### [EXERCISE GOAL]
When you come to a picture, pass over it, and set down the entries below exactly.

Region pointing data
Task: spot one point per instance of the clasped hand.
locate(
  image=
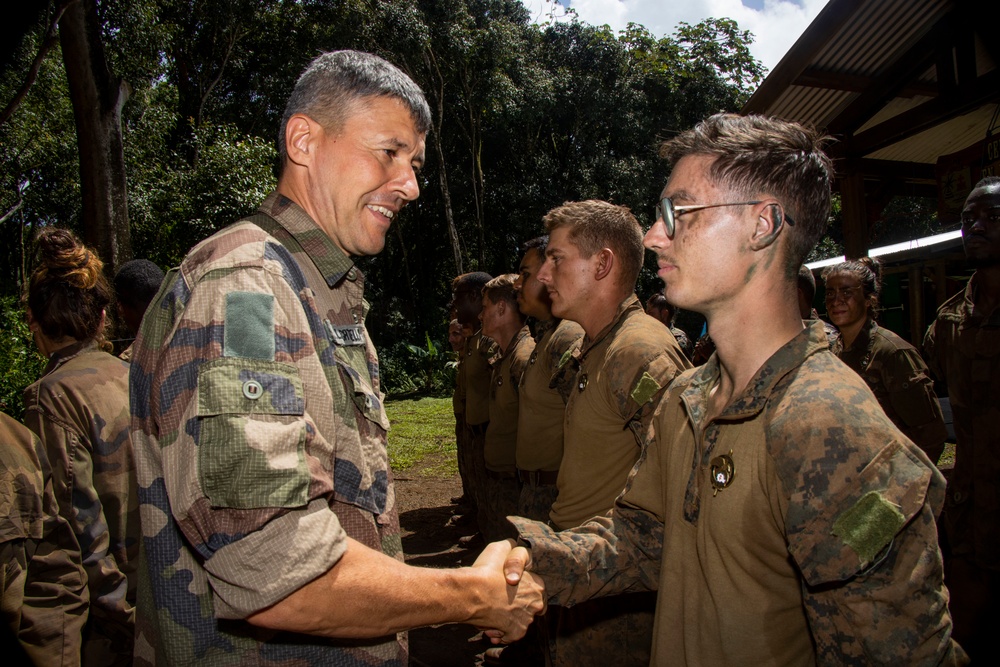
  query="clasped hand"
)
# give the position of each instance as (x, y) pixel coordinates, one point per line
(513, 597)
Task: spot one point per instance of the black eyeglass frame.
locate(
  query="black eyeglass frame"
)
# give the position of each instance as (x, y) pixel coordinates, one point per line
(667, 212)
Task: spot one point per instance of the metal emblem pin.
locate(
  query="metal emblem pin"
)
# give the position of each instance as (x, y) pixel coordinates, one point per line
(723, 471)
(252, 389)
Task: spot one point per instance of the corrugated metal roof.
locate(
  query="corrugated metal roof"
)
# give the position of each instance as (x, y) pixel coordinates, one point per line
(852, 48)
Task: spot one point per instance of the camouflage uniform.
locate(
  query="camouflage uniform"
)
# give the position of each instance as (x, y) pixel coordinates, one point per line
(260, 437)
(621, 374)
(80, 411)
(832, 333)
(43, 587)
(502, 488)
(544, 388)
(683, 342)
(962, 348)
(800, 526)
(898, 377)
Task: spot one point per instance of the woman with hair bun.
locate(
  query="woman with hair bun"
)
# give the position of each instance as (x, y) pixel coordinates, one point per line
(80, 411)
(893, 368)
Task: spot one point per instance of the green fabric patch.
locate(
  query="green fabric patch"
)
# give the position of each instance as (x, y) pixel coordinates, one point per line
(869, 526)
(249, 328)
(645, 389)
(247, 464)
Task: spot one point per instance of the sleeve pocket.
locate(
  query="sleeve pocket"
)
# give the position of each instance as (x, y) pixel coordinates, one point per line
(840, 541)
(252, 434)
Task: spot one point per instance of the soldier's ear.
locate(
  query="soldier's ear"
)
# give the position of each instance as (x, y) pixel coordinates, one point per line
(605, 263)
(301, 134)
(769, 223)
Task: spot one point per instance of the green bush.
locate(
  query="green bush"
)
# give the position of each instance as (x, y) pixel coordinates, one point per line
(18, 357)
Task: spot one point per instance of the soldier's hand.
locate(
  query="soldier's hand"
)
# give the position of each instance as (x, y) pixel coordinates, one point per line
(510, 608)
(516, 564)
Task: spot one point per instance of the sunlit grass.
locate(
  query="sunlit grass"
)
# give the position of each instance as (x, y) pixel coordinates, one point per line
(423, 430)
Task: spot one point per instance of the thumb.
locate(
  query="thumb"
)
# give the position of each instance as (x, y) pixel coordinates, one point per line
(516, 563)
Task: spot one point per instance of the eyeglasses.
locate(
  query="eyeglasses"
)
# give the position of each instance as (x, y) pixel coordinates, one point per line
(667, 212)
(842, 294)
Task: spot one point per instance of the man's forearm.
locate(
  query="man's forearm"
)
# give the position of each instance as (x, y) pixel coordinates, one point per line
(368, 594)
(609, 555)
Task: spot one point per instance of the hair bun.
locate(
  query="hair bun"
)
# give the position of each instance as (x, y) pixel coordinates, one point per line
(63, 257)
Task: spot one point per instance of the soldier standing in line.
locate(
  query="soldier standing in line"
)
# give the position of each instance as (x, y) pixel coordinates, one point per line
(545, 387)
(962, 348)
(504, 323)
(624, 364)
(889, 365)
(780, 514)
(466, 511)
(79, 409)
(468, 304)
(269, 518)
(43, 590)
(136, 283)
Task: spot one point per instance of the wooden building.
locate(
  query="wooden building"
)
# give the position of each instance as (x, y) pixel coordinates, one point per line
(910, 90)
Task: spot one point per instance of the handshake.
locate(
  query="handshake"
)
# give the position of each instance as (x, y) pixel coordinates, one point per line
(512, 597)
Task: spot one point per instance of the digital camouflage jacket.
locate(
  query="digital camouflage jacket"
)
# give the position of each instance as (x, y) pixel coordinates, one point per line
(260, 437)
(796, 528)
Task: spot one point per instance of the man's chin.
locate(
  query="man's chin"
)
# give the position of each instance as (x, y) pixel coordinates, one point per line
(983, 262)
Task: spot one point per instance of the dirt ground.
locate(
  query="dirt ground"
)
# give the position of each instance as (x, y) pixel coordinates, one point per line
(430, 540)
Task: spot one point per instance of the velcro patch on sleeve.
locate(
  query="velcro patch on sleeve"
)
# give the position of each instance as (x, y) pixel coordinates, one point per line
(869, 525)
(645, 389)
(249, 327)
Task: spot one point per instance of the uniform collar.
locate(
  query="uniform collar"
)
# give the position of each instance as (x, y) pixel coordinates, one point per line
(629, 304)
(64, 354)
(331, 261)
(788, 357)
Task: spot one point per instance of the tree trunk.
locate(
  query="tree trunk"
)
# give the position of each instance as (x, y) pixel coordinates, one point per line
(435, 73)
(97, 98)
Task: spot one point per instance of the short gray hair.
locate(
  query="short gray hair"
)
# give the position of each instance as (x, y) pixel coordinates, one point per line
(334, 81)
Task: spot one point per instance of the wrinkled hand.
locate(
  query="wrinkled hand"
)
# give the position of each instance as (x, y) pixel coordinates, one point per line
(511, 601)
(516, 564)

### [ANSWER BELOW]
Task: spot one point per instance of the clasped hand.
locate(
  image=
  query="clasped hand"
)
# give the position of each instance as (x, y) pixel coordinates, one point per line
(513, 597)
Task: spot one point per instance of the black eyeglass frame.
locate(
  query="black eyeglass frame"
)
# give the position of each instance as (x, y) pixel coordinates, one point per line
(667, 212)
Task: spot one point per instance of the metal emblem pin.
locate(
  query="metal emblem pin"
)
# give the position of each instance as (x, y) pixel coordinates, one point per line
(723, 471)
(252, 389)
Task: spot one point per instance of the corrugated metal roof.
locate(
  query="corrugated metal roof"
)
# give the position of each instance as (x, y) pixel coordinates, one point per line
(852, 48)
Task: spot one point per instance of the camouflage uniform.
locate(
  query="camouflage uniform"
)
# give the position of each instance as (x, y) pixel coordinates, one point per line
(260, 437)
(621, 374)
(80, 411)
(832, 333)
(43, 587)
(502, 488)
(544, 388)
(683, 342)
(962, 348)
(800, 526)
(898, 377)
Task: spot one point per instance of the woman with hair bun.
locate(
  query="woman with hair bun"
)
# give the position of each instance as (x, y) pixel coordinates, one point per line
(80, 411)
(893, 368)
Task: spot one point per instance of the green fabric patch.
locate(
  query="green fabric patch"
)
# give the position of each instance as (x, y) pixel coordinates, one point per line
(869, 526)
(249, 328)
(645, 389)
(247, 464)
Task: spot one point per instance of the sleeve pocket.
locate(
  query="sleeve pocket"
)
# give the position of each instance as (x, y) pixel coordinates, one point per line
(840, 541)
(252, 434)
Task: spot one point per instance of the soldier's ear.
locate(
  query="soldier's ear"
)
# give the position of each instance as (x, y) pixel coordinates, one point per line
(605, 263)
(301, 134)
(769, 223)
Task: spot one point per instance of the green bush.
locate(
  query="green bush"
)
# give the position of each instance as (x, y) pixel coordinates, one point per line
(18, 357)
Task: spot one point per instance of the soldier's hand.
locate(
  query="soldier's hand"
)
# give the position of each instance as (x, y) pixel coordinates, one point per line
(510, 608)
(516, 564)
Task: spot one point per instance of the sunlit grass.
locate(
  query="sunlit grass"
)
# give the position of each instance as (x, y) pixel coordinates, one point per line
(423, 430)
Task: spot one point per instance of the thumb.
locate(
  query="thumb"
)
# give the position of each instance as (x, y) pixel coordinates, one point per line
(516, 563)
Task: spot one point per instance of the eyeglasses.
locate(
  query="eyeglasses"
)
# give the position of each instance as (x, y) pixel coordinates, one point per line
(667, 212)
(842, 294)
Task: spot one point per instance of the man's forearm.
locate(
  query="man's forearm"
)
# give the position of each instance as (x, y) pixel coordinates, one point per line
(368, 594)
(609, 555)
Task: spot one point per instance of the hair bun.
locate(
  query="hair bun"
)
# give the position of each instance as (x, y) pixel coordinates, one point per line
(63, 257)
Task: spot one point per instance of the soldier standing in line.
locate(
  query="soldier standing in line"
)
# give the position of each instance as (x, y) pixel coordinates, one point per line
(545, 387)
(962, 348)
(504, 323)
(624, 364)
(889, 365)
(780, 514)
(466, 511)
(79, 409)
(468, 304)
(269, 518)
(43, 590)
(136, 283)
Task: spot one point per instance of the wooden building.
locate(
  query="wooden building"
)
# give the position of each instance as (x, y) pixel coordinates, one point per line
(910, 90)
Task: spot one point per instance of the handshake.
locate(
  query="handshake"
)
# give the position of each instance as (x, y) pixel coordinates, one point per line
(512, 597)
Task: spot one point per instance of the digital camouflage jacket.
locate(
  query="digital camouflage jacket"
)
# give the position of each instance as (x, y) pixel coordinates, one point per line
(260, 437)
(796, 528)
Task: spot one point per instance of the man's chin.
locate(
  query="man's chin"
)
# give the position of each instance as (x, y) pixel coordinates, one point per line
(983, 262)
Task: spot one point per instance of the dirt ground.
locate(
  query="dirt ground"
)
# give the position of each instance as (x, y) pixel coordinates, one point per line
(430, 540)
Task: spot one point per instance of the velcro patch on sleeve.
locate(
  query="velcro patch on sleeve"
)
# give the position of each instance as (x, y) pixel coordinates, one point per line
(869, 525)
(645, 389)
(249, 327)
Task: spot one point per instance of the uniform collar.
locate(
  query="uniform collar"
)
# give the position of each instance as (x, y) pixel coordinates, one point per line
(629, 304)
(64, 354)
(331, 261)
(788, 357)
Task: spot one point per instance of the tree trunk.
locate(
  query="tree trunk"
)
# give the position of each instance as (x, y) pixel coordinates, one point per line
(435, 73)
(97, 98)
Task: spot one point per instance of the short gray hair.
locate(
  query="short gray hair"
)
# give the position of each instance as (x, y) pixel coordinates, one point per line
(334, 81)
Task: spot one point per instance of the wrinkled hand.
locate(
  query="wrinkled hand"
)
# give the position of each instance as (x, y) pixel coordinates, one point per line
(511, 601)
(516, 564)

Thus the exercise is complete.